## Supplied entries
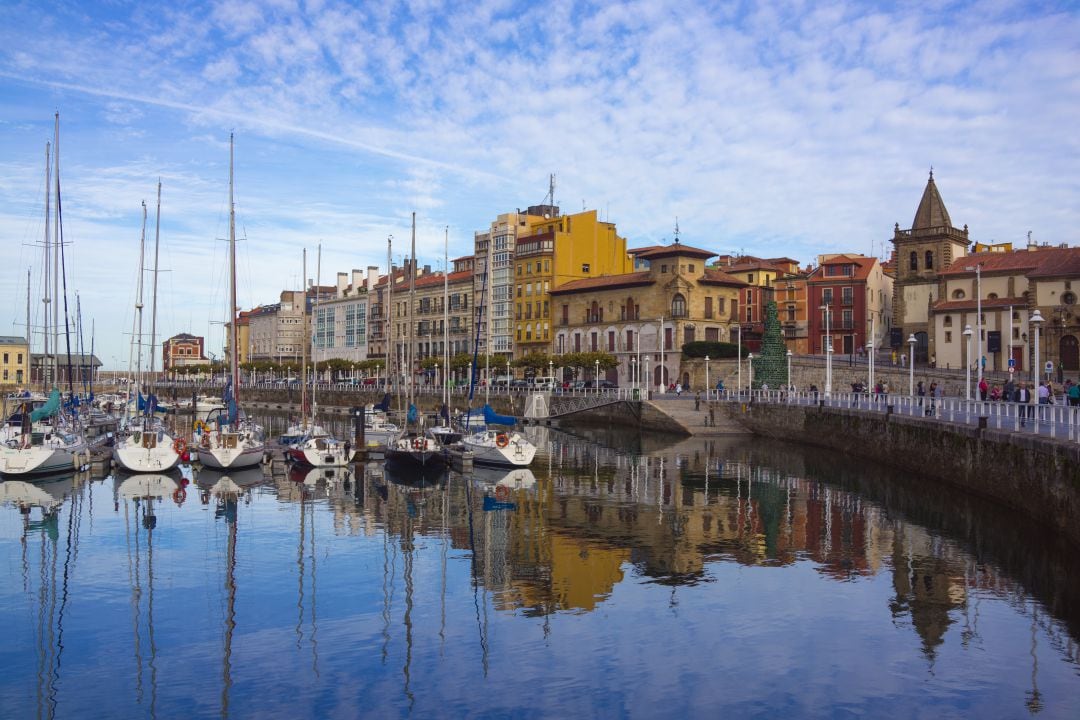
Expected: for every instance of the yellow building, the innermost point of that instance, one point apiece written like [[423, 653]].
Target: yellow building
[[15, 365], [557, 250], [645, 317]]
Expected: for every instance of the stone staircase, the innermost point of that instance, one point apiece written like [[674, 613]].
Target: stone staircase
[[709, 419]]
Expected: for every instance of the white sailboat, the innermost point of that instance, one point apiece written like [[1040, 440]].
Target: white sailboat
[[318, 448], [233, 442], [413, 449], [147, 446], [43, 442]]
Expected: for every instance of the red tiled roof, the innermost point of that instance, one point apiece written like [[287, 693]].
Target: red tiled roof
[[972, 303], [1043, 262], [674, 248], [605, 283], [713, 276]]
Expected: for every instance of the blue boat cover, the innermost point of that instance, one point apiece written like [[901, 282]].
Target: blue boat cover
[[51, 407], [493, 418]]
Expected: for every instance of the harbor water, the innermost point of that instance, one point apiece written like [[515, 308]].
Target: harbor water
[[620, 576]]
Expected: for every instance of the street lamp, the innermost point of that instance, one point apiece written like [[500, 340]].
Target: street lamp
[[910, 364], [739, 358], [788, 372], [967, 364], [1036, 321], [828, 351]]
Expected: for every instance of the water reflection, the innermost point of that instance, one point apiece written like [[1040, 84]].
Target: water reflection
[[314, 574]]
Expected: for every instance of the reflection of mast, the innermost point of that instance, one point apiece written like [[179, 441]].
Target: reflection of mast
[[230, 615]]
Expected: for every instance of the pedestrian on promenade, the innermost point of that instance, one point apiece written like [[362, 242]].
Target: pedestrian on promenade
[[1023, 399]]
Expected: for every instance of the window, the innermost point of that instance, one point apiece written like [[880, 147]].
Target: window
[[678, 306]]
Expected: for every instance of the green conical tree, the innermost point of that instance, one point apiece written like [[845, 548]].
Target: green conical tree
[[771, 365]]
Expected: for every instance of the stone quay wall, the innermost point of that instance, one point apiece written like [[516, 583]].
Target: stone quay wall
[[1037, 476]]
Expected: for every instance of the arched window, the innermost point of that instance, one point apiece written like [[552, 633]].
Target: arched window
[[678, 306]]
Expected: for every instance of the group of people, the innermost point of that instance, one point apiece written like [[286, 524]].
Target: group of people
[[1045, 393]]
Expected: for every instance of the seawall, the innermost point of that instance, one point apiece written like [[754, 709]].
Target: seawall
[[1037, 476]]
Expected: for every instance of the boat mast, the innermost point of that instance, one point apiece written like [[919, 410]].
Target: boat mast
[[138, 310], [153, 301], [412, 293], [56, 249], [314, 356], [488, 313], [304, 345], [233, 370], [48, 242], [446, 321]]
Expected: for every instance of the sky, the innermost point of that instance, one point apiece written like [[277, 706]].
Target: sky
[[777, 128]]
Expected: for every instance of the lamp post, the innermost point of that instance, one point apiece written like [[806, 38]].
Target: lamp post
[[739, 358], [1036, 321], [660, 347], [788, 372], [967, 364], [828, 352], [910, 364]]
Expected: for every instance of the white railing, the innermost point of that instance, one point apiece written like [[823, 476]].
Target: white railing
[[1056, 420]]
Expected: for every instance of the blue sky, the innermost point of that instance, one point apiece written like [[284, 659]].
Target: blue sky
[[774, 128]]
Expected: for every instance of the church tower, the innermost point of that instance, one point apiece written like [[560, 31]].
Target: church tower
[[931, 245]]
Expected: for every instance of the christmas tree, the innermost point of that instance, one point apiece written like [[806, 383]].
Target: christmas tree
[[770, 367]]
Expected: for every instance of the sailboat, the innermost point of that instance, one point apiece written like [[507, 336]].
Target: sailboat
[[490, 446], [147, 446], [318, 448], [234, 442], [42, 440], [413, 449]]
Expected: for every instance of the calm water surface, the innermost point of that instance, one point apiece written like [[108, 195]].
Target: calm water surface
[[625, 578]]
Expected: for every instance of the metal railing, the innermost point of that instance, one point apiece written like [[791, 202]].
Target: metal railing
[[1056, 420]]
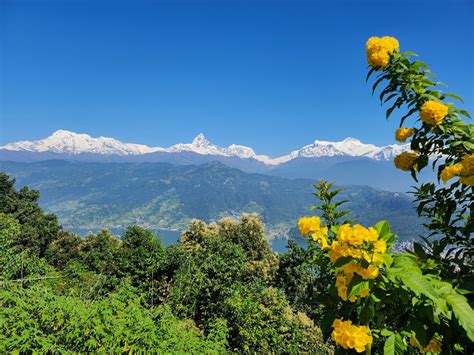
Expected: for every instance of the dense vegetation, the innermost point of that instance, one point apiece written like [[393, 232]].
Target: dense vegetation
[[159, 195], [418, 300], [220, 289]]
...
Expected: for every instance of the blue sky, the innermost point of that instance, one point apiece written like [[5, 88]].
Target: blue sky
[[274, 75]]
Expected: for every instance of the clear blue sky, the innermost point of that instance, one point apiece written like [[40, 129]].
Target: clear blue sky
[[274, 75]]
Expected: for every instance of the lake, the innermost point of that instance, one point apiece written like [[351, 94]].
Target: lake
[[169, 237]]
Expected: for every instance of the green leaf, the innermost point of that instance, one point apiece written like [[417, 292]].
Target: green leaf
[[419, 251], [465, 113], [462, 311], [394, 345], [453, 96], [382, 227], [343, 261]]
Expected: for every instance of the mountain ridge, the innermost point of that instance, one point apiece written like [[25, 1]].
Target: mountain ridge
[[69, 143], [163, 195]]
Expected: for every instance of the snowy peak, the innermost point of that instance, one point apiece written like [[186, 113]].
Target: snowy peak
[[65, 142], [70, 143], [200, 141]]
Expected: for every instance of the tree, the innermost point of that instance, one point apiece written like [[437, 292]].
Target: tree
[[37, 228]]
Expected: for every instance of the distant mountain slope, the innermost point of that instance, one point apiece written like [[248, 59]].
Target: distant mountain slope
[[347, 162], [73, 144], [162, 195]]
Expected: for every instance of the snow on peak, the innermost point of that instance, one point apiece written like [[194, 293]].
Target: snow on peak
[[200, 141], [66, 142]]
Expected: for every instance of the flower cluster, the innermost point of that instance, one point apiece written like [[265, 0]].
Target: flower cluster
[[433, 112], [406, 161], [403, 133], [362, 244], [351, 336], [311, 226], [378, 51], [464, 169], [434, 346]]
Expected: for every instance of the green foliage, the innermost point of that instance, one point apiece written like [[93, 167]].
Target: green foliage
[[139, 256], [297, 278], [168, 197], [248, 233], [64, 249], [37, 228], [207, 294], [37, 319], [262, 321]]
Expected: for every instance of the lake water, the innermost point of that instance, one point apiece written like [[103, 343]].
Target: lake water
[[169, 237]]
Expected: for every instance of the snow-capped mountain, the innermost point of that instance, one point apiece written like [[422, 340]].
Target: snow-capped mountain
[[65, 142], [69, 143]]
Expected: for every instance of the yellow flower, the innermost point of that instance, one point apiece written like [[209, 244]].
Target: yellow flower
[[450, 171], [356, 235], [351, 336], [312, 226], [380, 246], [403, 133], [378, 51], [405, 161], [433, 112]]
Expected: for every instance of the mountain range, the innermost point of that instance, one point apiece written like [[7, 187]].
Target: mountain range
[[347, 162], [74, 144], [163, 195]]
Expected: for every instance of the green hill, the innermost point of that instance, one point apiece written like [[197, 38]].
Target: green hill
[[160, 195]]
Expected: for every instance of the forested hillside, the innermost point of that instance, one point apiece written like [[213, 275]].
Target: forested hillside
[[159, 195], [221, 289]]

## Work to be completed
With the line holding "Target: boat mast" as the first and the line holding "Expected: for every instance of the lamp" as the last, set down that range of the entries above exactly, and nothing else.

## Exercise result
Target: boat mast
[[138, 310], [153, 301], [412, 293], [56, 249], [314, 356], [488, 313], [304, 345], [233, 370], [48, 242], [446, 321]]
Expected: for every instance of the sky, the innermost point of that instance, one point apiece written like [[277, 706]].
Target: sky
[[777, 128]]
Expected: for every instance of the lamp post, the innermost point of that instance, one point apiece written like [[806, 38]].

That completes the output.